Prompt a:
Set down the full text of the comic-book review below with no changes.

Text provided:
-------------------------
Weekly Reading Round-Up : 03/10/2019 – 03/16/2019

First issues : they’re what we do around here. In fact, it seems like nothing else even comes out anymore. Here are four more from this past Wednesday alone —

Image’s Little Bird #1 kicks off a five-part epic of dystopian sci-fi (one that’s not slated to be collected in trade — which is remarkable given that’s how most Image creators get paid) with some Native American folklore around the edges about a child soldier on a post-apocalyptic Earth fighting on behalf of indigenous peoples vs. an oppressive religious totalitarian state. Screenwriter/director Darcy Van Poelgeest handles the scripting duties with superstar artist Ian Bertram of House Of Penance providing the illustration and colorist extraordinaire Matt Hollingsworth on hues. This opening salvo has terrific “world-building,” breathtaking action sequences, stunningly detailed art, and beautifully evocative colors. It also boasts a higher-than-usual page count, slick paper, and heavy-duty cardstock covers. A superb value at $3.99 — hell, just a superb comic altogether. I’m looking forward to seeing where this goes.

Also from Image in general, and Robert Kirkman’s Skybound label in particular, we have Assassin Nation #1, the opening salvo in a new ongoing written by superb-cartoonist-in-his-own-right Kyle Starks and drawn and colored by popular former Unbeatable Squirrel Girl artist Erica Henderson. A smart and fun “piss-take” on the “ultravioelnce” subgenre that focuses on the formerly number-one-ranked assassin in the world hiring as many of his previous competitors as possible to protect his own ass when he comes under threat,  we start out with 20 world-class assassins here (current rankings are displayed on the opening title page), but end up with a lot less after a gloriously over-the-top bloodbath. At first I thought that Starks, specifically, was punching well below his own weight class with this one, as he’s best known for both writing and drawing his own stuff, but I’m happy to say that assumption was entirely off-base as he and Henderson make for a great team and have produced a comic that wrings plenty of entertainment value out of each of the 399 pennies you’ll spend on it. Well worth getting in on this from the jump.
-------------------------
Listing from a data source:
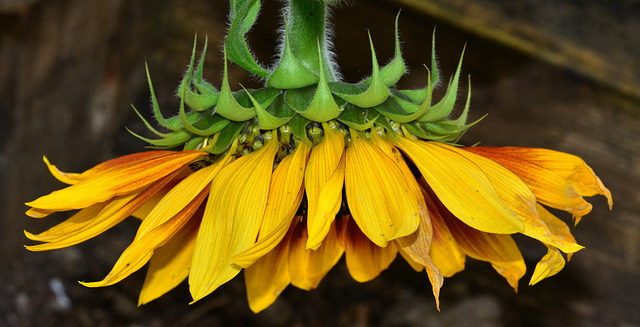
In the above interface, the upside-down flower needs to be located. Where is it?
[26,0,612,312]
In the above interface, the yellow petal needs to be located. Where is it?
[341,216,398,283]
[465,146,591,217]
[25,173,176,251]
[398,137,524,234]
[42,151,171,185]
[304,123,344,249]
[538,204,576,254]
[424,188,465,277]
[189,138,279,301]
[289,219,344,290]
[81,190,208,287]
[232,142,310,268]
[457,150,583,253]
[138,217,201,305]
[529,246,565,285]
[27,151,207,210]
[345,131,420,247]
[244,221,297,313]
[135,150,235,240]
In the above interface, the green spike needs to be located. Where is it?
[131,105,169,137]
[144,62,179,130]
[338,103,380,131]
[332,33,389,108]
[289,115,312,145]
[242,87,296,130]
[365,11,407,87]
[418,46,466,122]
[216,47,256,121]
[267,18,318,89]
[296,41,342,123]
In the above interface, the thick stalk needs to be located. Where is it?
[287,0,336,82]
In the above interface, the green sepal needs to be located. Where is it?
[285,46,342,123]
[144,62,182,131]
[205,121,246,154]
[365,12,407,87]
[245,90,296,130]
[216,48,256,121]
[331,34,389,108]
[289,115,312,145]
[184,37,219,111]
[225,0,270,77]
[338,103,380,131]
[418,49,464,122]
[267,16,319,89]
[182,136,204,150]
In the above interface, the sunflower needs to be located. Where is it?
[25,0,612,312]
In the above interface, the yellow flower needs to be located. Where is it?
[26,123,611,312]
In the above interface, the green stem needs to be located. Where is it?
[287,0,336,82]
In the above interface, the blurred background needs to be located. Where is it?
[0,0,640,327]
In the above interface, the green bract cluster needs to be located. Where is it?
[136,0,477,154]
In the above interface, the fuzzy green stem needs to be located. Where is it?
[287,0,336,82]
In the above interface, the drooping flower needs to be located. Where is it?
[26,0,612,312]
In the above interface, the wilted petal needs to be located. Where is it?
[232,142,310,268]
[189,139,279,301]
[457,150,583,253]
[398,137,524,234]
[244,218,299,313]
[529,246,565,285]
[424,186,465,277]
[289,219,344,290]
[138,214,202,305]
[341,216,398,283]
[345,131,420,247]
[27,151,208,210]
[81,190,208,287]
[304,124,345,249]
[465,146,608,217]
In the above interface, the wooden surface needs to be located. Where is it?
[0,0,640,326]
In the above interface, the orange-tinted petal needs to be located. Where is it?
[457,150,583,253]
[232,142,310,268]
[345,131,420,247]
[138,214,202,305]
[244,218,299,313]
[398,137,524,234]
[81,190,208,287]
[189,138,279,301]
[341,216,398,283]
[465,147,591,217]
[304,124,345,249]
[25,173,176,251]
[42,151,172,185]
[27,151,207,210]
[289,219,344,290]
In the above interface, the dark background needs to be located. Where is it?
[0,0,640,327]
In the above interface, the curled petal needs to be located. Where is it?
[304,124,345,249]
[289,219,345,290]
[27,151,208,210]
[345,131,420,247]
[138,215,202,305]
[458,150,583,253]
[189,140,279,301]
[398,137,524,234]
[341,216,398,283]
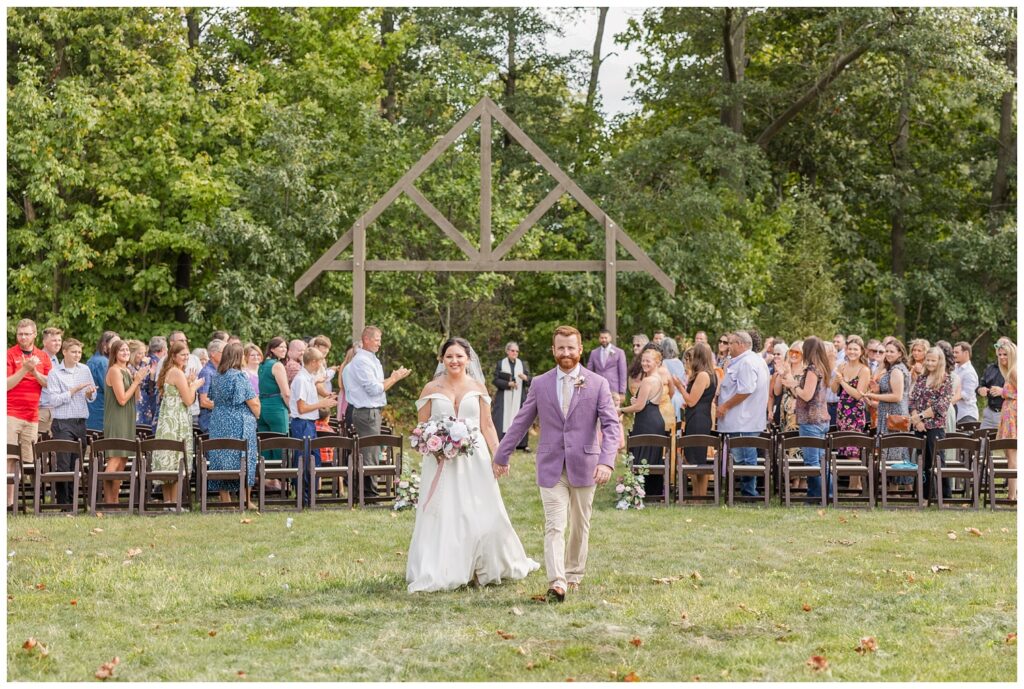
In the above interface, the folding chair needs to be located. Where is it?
-------------------------
Prompt b:
Swap "interface" for "image" in the listing, from the line that contains "In the above interface, the orange-tinted" through the end of the listing, both inclusive, and return only those lines with all else unchanged. Leave the pictures out of the answer.

Written solution a:
Weekly Reading Round-Up : 03/10/2019 – 03/16/2019

First issues : they’re what we do around here. In fact, it seems like nothing else even comes out anymore. Here are four more from this past Wednesday alone —

Image’s Little Bird #1 kicks off a five-part epic of dystopian sci-fi (one that’s not slated to be collected in trade — which is remarkable given that’s how most Image creators get paid) with some Native American folklore around the edges about a child soldier on a post-apocalyptic Earth fighting on behalf of indigenous peoples vs. an oppressive religious totalitarian state. Screenwriter/director Darcy Van Poelgeest handles the scripting duties with superstar artist Ian Bertram of House Of Penance providing the illustration and colorist extraordinaire Matt Hollingsworth on hues. This opening salvo has terrific “world-building,” breathtaking action sequences, stunningly detailed art, and beautifully evocative colors. It also boasts a higher-than-usual page count, slick paper, and heavy-duty cardstock covers. A superb value at $3.99 — hell, just a superb comic altogether. I’m looking forward to seeing where this goes.

Also from Image in general, and Robert Kirkman’s Skybound label in particular, we have Assassin Nation #1, the opening salvo in a new ongoing written by superb-cartoonist-in-his-own-right Kyle Starks and drawn and colored by popular former Unbeatable Squirrel Girl artist Erica Henderson. A smart and fun “piss-take” on the “ultravioelnce” subgenre that focuses on the formerly number-one-ranked assassin in the world hiring as many of his previous competitors as possible to protect his own ass when he comes under threat,  we start out with 20 world-class assassins here (current rankings are displayed on the opening title page), but end up with a lot less after a gloriously over-the-top bloodbath. At first I thought that Starks, specifically, was punching well below his own weight class with this one, as he’s best known for both writing and drawing his own stuff, but I’m happy to say that assumption was entirely off-base as he and Henderson make for a great team and have produced a comic that wrings plenty of entertainment value out of each of the 399 pennies you’ll spend on it. Well worth getting in on this from the jump.

Written solution b:
In the above image, the orange-tinted petal needs to be located. Where is it?
[457,150,583,253]
[232,142,310,268]
[345,131,420,247]
[138,214,202,305]
[244,218,299,313]
[398,137,524,234]
[81,190,208,287]
[189,138,279,301]
[341,216,398,283]
[465,147,591,217]
[304,124,345,249]
[25,173,176,251]
[42,151,172,185]
[27,151,207,210]
[289,219,344,290]
In the above image, the dark background needs to be located. Where is it?
[0,0,640,327]
In the above image, the curled petal needs to be located. Where is it?
[304,124,345,249]
[289,219,345,290]
[27,151,208,210]
[345,131,420,247]
[138,215,202,305]
[458,150,583,253]
[189,140,279,301]
[398,137,524,234]
[341,216,398,283]
In the above image, the folding chair needs to be located. Where is it?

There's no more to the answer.